-- START OF EXTRACTED INFORMATION --
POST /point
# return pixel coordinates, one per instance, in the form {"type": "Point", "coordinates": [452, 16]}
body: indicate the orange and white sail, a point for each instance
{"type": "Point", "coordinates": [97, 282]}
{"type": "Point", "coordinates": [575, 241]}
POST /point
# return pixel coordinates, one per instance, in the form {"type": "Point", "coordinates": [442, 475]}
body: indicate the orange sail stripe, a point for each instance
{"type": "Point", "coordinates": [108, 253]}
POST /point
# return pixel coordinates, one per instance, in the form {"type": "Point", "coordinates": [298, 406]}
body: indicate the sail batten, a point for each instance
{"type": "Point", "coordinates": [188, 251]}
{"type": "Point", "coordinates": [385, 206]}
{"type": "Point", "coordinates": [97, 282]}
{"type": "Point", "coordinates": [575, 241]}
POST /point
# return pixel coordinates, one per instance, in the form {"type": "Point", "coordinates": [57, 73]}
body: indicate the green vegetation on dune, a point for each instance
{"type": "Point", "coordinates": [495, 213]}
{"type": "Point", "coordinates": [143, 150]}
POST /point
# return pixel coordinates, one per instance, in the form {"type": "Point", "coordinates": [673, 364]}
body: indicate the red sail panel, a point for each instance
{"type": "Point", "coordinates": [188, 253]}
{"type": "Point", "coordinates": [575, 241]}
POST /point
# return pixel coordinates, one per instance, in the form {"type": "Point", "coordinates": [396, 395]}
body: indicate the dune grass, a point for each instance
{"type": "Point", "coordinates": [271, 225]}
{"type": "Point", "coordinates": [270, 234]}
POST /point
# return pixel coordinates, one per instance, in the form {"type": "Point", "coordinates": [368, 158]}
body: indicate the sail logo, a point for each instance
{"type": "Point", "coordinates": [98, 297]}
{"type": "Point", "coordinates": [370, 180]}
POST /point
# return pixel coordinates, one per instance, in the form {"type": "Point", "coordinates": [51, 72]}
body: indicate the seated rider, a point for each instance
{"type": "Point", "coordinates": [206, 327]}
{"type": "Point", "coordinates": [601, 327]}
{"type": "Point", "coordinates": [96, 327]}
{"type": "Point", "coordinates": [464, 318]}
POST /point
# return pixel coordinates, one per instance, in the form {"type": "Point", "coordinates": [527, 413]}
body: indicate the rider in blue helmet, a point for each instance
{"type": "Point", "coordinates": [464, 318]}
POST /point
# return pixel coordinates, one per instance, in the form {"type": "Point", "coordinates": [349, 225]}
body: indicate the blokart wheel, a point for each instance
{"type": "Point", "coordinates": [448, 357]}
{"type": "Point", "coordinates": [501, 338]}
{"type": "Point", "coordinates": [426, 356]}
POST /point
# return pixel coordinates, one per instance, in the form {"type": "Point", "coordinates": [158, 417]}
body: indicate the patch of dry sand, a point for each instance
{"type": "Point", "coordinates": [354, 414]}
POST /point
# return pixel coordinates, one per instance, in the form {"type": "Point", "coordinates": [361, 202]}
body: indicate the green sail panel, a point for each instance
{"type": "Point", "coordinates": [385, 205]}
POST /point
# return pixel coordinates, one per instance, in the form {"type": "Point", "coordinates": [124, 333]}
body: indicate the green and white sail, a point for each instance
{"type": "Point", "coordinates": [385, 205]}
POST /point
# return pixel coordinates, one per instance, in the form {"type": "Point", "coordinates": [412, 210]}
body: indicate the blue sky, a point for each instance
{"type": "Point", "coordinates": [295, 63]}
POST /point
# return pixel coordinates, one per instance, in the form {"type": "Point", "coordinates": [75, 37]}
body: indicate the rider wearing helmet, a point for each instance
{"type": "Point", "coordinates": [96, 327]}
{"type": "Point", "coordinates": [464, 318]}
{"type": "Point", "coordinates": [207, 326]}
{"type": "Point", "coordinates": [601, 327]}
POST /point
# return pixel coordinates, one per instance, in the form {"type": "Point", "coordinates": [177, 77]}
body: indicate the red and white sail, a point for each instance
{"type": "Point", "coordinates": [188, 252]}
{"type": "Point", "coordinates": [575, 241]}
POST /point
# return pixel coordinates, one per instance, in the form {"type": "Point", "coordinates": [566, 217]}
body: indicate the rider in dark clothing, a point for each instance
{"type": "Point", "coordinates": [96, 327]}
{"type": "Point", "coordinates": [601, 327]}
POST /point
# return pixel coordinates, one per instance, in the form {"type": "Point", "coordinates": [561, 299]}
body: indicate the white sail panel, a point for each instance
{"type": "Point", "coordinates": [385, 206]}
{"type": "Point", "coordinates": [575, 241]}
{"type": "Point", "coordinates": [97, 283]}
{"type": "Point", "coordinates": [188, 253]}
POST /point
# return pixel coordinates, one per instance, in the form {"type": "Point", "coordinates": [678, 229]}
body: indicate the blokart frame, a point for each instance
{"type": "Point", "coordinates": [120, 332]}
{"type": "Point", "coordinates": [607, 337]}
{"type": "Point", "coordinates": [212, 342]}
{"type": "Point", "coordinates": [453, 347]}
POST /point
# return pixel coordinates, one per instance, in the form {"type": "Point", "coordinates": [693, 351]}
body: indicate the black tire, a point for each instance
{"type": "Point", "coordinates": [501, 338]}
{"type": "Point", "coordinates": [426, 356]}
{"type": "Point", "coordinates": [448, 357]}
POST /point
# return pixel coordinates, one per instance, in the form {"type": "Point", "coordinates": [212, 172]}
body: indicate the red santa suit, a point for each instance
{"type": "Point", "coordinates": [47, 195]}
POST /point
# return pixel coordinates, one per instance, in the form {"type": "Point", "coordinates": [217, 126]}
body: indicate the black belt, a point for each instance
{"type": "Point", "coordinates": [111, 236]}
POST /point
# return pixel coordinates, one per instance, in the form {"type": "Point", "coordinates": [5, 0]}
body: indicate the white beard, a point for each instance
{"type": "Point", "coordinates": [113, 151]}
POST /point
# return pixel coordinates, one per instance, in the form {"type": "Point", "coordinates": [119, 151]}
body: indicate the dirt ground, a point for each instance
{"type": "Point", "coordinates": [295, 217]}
-- END OF EXTRACTED INFORMATION --
**PROBLEM REQUIREMENTS**
Each of the records should be retyped exactly.

**SOLUTION**
POST /point
# return pixel coordinates, one per instance, in the form {"type": "Point", "coordinates": [452, 16]}
body: indicate the orange and white sail, a point for each instance
{"type": "Point", "coordinates": [97, 282]}
{"type": "Point", "coordinates": [575, 241]}
POST /point
# return pixel coordinates, one per instance, in the form {"type": "Point", "coordinates": [442, 475]}
body: indicate the orange sail stripe, a point for each instance
{"type": "Point", "coordinates": [108, 253]}
POST /point
# return pixel coordinates, one per instance, in the form {"type": "Point", "coordinates": [298, 406]}
body: indicate the sail batten, a point for each instance
{"type": "Point", "coordinates": [188, 251]}
{"type": "Point", "coordinates": [385, 206]}
{"type": "Point", "coordinates": [97, 282]}
{"type": "Point", "coordinates": [575, 241]}
POST /point
# return pixel coordinates, one per instance, in the form {"type": "Point", "coordinates": [57, 73]}
body: indicate the green vegetation on dune, a point for each instance
{"type": "Point", "coordinates": [495, 213]}
{"type": "Point", "coordinates": [143, 150]}
POST /point
# return pixel coordinates, one per instance, in the form {"type": "Point", "coordinates": [673, 364]}
body: indicate the red sail panel, a point for each instance
{"type": "Point", "coordinates": [188, 253]}
{"type": "Point", "coordinates": [575, 241]}
POST /point
# return pixel coordinates, one per instance, in the form {"type": "Point", "coordinates": [396, 395]}
body: indicate the dune grass, a point for each instance
{"type": "Point", "coordinates": [271, 225]}
{"type": "Point", "coordinates": [270, 234]}
POST /point
# return pixel coordinates, one per instance, in the form {"type": "Point", "coordinates": [368, 158]}
body: indicate the sail logo, a point for each instance
{"type": "Point", "coordinates": [98, 297]}
{"type": "Point", "coordinates": [370, 180]}
POST /point
# return pixel coordinates, one per instance, in the form {"type": "Point", "coordinates": [51, 72]}
body: indicate the seated rider, a point for each instance
{"type": "Point", "coordinates": [206, 327]}
{"type": "Point", "coordinates": [601, 327]}
{"type": "Point", "coordinates": [96, 327]}
{"type": "Point", "coordinates": [464, 318]}
POST /point
# return pixel coordinates, one per instance, in the form {"type": "Point", "coordinates": [527, 413]}
body: indicate the rider in blue helmet, a point for each instance
{"type": "Point", "coordinates": [464, 318]}
POST /point
# return pixel coordinates, one per instance, in the form {"type": "Point", "coordinates": [349, 225]}
body: indicate the blokart wheel, a point for each instance
{"type": "Point", "coordinates": [448, 357]}
{"type": "Point", "coordinates": [501, 338]}
{"type": "Point", "coordinates": [426, 356]}
POST /point
# return pixel coordinates, one per instance, in the form {"type": "Point", "coordinates": [158, 417]}
body: indicate the patch of dry sand, a point for each instance
{"type": "Point", "coordinates": [354, 414]}
POST /point
# return pixel coordinates, one per instance, in the form {"type": "Point", "coordinates": [361, 202]}
body: indicate the green sail panel, a point for each instance
{"type": "Point", "coordinates": [385, 205]}
POST /point
# return pixel coordinates, one per instance, in the form {"type": "Point", "coordinates": [124, 333]}
body: indicate the green and white sail, a point for each instance
{"type": "Point", "coordinates": [385, 205]}
POST /point
# return pixel coordinates, one per instance, in the form {"type": "Point", "coordinates": [412, 210]}
body: indicate the blue sky, a point for each instance
{"type": "Point", "coordinates": [295, 63]}
POST /point
# return pixel coordinates, one per instance, in the form {"type": "Point", "coordinates": [75, 37]}
body: indicate the rider wearing helmet, a point for each instance
{"type": "Point", "coordinates": [96, 327]}
{"type": "Point", "coordinates": [464, 318]}
{"type": "Point", "coordinates": [207, 326]}
{"type": "Point", "coordinates": [601, 327]}
POST /point
# return pixel coordinates, one per instance, in the form {"type": "Point", "coordinates": [177, 77]}
body: indicate the red and white sail, a point for each instance
{"type": "Point", "coordinates": [188, 252]}
{"type": "Point", "coordinates": [575, 241]}
POST /point
# return pixel coordinates, one per instance, in the form {"type": "Point", "coordinates": [566, 217]}
body: indicate the rider in dark clothing, a point for each instance
{"type": "Point", "coordinates": [96, 327]}
{"type": "Point", "coordinates": [601, 327]}
POST /point
# return pixel coordinates, one per instance, in the form {"type": "Point", "coordinates": [561, 299]}
body: indicate the white sail panel, a point for each instance
{"type": "Point", "coordinates": [385, 206]}
{"type": "Point", "coordinates": [575, 241]}
{"type": "Point", "coordinates": [97, 283]}
{"type": "Point", "coordinates": [188, 253]}
POST /point
# return pixel coordinates, one per instance, in the form {"type": "Point", "coordinates": [678, 229]}
body: indicate the blokart frame, a point for each instance
{"type": "Point", "coordinates": [120, 332]}
{"type": "Point", "coordinates": [607, 337]}
{"type": "Point", "coordinates": [212, 342]}
{"type": "Point", "coordinates": [453, 347]}
POST /point
# return pixel coordinates, one per instance, in the form {"type": "Point", "coordinates": [693, 351]}
body: indicate the black tire, a point for each instance
{"type": "Point", "coordinates": [501, 338]}
{"type": "Point", "coordinates": [426, 356]}
{"type": "Point", "coordinates": [448, 357]}
POST /point
# return pixel coordinates, one per instance, in the form {"type": "Point", "coordinates": [212, 172]}
body: indicate the red santa suit, a point for each instance
{"type": "Point", "coordinates": [47, 195]}
POST /point
# return pixel coordinates, one per instance, in the form {"type": "Point", "coordinates": [217, 126]}
body: indicate the black belt, a point for each instance
{"type": "Point", "coordinates": [111, 236]}
POST /point
# return pixel coordinates, one per instance, in the form {"type": "Point", "coordinates": [5, 0]}
body: indicate the white beard, a point for each instance
{"type": "Point", "coordinates": [113, 151]}
POST /point
# return pixel coordinates, one per instance, in the form {"type": "Point", "coordinates": [119, 151]}
body: indicate the dirt ground, a point for each instance
{"type": "Point", "coordinates": [295, 217]}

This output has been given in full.